__Exercise requirements__: Write down exactly the lines from the one with "Put a dot on each instance of the nose" to the end of the data, first and last included, and no others.

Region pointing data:

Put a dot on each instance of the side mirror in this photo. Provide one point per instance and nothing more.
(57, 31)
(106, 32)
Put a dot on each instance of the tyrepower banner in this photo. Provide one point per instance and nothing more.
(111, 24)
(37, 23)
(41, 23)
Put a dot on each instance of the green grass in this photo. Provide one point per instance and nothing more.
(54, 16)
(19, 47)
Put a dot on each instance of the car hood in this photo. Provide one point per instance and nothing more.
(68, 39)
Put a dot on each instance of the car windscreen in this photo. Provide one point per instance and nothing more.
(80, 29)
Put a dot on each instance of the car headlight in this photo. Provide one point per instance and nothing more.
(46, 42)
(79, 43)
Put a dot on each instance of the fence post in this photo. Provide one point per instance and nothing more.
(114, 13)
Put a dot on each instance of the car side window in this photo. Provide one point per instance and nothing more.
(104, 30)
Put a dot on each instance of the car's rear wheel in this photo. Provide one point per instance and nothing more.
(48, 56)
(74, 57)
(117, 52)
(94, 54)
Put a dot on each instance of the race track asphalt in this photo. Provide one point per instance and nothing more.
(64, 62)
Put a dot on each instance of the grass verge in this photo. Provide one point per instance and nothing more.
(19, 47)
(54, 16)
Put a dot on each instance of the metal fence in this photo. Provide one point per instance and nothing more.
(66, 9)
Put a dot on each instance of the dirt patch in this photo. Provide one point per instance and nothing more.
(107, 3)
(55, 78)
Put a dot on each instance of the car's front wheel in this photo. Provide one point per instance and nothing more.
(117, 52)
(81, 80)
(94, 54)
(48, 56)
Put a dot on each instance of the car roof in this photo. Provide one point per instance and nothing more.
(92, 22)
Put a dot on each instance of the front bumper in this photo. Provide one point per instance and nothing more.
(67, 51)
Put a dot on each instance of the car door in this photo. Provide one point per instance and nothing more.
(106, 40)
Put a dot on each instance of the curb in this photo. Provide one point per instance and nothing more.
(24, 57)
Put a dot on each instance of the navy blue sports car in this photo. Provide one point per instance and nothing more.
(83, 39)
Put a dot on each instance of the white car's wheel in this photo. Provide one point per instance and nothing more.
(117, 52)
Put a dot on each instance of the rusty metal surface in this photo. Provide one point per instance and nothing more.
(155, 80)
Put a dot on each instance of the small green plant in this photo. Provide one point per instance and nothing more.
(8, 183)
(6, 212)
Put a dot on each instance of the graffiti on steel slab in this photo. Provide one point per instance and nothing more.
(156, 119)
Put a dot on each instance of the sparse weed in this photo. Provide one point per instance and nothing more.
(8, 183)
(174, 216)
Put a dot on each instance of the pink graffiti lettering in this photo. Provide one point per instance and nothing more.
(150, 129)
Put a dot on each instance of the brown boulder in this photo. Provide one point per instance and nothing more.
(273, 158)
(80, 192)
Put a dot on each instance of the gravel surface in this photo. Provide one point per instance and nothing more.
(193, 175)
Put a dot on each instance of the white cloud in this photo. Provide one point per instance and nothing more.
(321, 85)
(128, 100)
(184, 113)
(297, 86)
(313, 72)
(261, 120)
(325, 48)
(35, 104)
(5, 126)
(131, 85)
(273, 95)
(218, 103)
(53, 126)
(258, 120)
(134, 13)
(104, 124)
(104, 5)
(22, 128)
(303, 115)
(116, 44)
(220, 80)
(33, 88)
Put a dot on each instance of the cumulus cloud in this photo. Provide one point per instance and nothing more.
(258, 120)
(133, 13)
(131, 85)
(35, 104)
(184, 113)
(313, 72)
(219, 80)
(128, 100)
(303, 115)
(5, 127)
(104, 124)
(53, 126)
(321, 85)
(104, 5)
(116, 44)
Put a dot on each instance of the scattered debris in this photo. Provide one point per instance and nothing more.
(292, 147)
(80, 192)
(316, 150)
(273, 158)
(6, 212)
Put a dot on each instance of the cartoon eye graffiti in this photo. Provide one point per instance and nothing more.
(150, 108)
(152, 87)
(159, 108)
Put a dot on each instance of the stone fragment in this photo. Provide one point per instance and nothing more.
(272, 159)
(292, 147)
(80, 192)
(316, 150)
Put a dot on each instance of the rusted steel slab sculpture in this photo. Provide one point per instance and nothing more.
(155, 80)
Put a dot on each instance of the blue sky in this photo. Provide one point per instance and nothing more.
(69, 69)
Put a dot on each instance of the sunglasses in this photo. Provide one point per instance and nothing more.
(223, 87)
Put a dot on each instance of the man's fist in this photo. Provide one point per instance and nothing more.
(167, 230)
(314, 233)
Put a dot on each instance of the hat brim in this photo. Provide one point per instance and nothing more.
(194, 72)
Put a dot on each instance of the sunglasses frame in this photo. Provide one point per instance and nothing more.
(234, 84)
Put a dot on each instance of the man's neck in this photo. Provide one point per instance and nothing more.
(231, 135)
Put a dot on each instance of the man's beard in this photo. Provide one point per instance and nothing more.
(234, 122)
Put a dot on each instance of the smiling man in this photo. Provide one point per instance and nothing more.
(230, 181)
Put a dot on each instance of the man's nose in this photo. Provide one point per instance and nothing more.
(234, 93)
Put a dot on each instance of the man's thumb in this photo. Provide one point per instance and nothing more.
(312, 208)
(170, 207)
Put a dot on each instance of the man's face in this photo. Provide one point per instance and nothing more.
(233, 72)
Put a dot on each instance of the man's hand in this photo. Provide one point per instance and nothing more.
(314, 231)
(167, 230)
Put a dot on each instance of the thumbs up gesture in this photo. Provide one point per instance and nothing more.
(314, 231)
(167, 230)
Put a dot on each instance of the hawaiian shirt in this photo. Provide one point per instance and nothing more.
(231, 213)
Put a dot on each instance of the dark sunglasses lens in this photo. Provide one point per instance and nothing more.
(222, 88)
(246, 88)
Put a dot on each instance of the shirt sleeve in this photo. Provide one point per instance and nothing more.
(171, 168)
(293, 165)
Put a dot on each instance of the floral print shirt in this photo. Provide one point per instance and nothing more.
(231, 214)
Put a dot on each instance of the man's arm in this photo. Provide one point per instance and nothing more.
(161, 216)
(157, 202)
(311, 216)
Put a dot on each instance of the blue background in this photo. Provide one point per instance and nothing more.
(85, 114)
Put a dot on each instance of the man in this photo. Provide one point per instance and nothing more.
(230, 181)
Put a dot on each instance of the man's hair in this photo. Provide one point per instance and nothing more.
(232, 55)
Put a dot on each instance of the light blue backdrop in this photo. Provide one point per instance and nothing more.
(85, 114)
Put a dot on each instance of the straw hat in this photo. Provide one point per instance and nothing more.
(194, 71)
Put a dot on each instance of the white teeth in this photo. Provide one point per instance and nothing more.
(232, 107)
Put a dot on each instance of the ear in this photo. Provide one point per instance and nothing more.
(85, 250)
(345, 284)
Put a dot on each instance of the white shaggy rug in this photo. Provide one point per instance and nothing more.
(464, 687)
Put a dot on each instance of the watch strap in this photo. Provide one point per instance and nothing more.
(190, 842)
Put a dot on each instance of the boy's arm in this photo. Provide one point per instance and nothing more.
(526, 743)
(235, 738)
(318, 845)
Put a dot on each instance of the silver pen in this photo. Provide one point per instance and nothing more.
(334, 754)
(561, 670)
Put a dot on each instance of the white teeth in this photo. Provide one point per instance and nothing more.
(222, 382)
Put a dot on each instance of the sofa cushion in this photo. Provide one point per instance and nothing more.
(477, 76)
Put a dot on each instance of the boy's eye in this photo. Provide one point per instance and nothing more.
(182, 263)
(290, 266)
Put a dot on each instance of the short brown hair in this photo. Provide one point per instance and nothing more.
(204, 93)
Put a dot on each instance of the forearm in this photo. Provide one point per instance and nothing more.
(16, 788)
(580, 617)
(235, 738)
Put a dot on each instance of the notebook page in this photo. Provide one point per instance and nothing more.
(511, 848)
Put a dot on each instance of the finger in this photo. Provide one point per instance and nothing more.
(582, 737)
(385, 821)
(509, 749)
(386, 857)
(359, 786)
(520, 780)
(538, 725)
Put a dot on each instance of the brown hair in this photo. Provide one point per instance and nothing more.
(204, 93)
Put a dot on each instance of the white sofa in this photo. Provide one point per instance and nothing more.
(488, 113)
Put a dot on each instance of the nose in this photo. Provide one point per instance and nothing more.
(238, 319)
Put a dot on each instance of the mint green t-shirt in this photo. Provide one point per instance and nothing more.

__Result for this task__:
Put a dot on each instance of the nose in this photo. Provide one point per instance and nothing more.
(238, 319)
Put a dot on each instance of the mint green t-shirt in this photo. Provide one point per instance and nothing more.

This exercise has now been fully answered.